--- Excerto para ler ---
================================

09/08/2007

Vidas

Tenho um vizinho que tem problemas.
O homem é esquizofrénico. E para além disso há ali mais qualquer coisa que não bate certo.
Mora com o irmão, que também tem alguns problemas, e com a irmã, que toma conta dos dois.
Já se tentou matar uma série de vezes e, por uma série de vezes os médicos andaram a bater à porta para o tentarem acalmar.
Contudo, e apesar de ser um gajo altamente estranho, é muito simpático.
Sim, é comum encontrá-lo à noite na rua, sentado na porta do prédio e pedir-me dinheiro para beber um café. Quando chego da faculdade, ou quando vou por o lixo no caixote... lá está ele. 'Vizinho, arranja-me uma moeda para o café?'. Eu dou mesmo sem perguntar onde ele irá beber o café aquela hora... possivelmente vai com os amigos que só ele consegue ver, a um café imaginário cuja localização eu desconheço.
De todas as pessoas que moram neste bairro bafiento, foi sempre o único que me tratou respeitosamente, independentemente de me ver de fato e pasta, de calças largas e camisolas por fora das mesmas, ou até mesmo quando vou só em calções por o lixo no caixote do prédio. Sempre, da mesma forma, largou um semi-sorriso (o tipo não se ri muito) e cumprimentou-me: "Olá vizinho, como está? Passou bem?". Por vezes, quando não está em delírio e se lembra que tenho um curso, cumprimenta-me pelo título. Adora chamar-me Sr. Engenheiro. Mesmo quando eu teimo que não quero que me trate assim... basta chamar-me pelo nome, ou por 'vizinho'. Pede desculpa e faz um ar de aceitação... e depois esquece-se e volta a fazer o mesmo. Não me chateio, o gajo é muito fixe.

================================

--- Itens listados ---
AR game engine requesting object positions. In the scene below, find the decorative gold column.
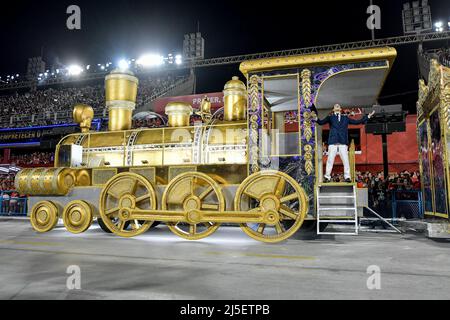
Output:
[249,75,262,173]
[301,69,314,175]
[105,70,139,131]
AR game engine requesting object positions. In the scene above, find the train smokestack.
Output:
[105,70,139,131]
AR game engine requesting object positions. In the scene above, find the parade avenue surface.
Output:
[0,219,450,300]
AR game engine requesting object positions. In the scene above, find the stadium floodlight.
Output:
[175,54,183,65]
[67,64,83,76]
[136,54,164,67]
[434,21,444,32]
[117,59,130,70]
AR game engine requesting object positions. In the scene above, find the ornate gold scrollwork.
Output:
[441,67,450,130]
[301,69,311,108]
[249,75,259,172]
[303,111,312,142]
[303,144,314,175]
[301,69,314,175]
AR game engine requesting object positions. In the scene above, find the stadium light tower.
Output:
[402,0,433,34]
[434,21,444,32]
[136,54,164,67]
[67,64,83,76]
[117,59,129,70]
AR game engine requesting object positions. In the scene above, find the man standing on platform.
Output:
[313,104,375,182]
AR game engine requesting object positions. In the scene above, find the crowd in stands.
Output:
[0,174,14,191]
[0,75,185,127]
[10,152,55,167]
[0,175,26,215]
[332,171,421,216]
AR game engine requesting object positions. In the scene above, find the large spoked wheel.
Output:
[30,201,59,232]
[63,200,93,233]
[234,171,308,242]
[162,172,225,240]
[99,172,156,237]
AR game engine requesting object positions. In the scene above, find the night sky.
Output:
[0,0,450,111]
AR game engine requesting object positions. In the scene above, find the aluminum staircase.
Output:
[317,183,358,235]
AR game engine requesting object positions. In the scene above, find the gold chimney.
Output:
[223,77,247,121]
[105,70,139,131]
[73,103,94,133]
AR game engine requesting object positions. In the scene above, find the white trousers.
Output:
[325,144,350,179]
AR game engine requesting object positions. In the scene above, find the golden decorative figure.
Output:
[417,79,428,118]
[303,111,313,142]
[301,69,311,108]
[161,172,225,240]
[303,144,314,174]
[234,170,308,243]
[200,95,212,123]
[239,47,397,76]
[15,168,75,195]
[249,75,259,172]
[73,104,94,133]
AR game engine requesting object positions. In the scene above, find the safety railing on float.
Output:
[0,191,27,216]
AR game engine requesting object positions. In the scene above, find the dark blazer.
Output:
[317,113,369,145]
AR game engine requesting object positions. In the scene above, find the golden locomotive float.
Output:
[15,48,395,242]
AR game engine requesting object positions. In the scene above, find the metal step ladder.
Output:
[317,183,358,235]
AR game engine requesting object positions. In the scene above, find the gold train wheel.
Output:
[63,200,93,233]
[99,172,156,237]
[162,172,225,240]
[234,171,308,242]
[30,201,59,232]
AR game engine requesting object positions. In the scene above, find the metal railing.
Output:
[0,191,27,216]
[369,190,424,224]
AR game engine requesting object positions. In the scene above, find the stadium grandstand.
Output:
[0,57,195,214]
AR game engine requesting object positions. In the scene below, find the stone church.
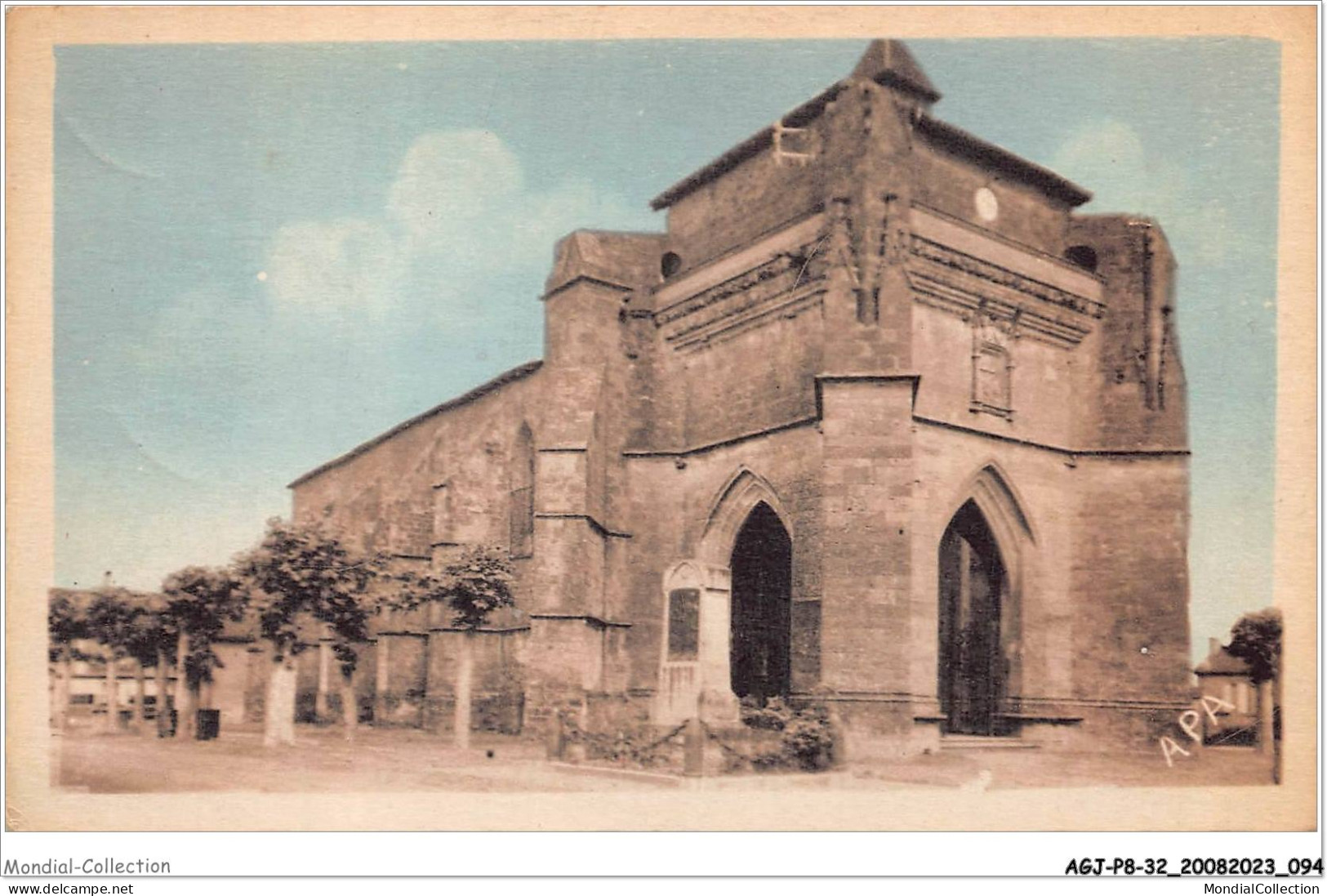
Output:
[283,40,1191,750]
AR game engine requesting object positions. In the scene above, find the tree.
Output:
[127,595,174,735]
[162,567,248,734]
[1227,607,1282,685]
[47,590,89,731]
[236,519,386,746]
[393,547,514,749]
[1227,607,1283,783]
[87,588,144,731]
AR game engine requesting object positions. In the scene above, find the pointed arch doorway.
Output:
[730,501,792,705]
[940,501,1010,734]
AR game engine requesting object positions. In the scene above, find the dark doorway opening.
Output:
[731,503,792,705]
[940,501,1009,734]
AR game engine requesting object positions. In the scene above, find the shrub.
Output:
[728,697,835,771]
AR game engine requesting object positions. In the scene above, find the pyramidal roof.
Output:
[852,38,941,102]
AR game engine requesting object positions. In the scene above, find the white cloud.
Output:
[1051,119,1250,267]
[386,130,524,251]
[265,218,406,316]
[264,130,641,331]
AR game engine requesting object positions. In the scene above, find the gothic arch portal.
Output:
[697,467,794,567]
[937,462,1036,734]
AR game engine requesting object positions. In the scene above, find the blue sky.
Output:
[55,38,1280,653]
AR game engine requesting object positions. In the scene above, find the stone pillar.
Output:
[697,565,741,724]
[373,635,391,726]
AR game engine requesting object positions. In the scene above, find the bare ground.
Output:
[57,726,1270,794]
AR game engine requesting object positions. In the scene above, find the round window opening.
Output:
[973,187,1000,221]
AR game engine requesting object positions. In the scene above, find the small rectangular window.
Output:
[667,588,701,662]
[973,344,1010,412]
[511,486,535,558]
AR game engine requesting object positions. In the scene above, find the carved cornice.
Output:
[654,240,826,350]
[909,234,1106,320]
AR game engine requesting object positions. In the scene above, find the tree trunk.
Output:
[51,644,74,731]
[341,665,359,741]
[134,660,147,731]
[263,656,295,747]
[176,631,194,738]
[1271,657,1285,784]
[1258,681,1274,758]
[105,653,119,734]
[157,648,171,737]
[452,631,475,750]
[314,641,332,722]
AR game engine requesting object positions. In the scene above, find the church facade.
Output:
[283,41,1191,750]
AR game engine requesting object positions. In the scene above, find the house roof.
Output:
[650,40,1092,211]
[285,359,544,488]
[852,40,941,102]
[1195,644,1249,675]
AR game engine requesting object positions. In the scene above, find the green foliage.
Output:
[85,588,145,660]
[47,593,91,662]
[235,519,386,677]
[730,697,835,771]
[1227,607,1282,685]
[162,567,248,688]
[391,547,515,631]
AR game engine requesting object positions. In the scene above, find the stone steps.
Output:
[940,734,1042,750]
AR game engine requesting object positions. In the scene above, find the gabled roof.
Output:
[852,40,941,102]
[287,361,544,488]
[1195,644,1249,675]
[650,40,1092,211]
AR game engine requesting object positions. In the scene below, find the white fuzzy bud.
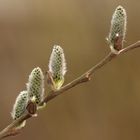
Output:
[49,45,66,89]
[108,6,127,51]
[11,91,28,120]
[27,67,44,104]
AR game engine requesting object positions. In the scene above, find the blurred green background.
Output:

================================

Altere o excerto sobre o vizinho: reescreva a parte que abre com as palavras "Tenho um vizinho" e fecha com "conta dos dois.", trocando "irmão" por "primo".

--- Exercício resolvido ---
Tenho um vizinho que tem problemas.
O homem é esquizofrénico. E para além disso há ali mais qualquer coisa que não bate certo.
Mora com o primo, que também tem alguns problemas, e com a irmã, que toma conta dos dois.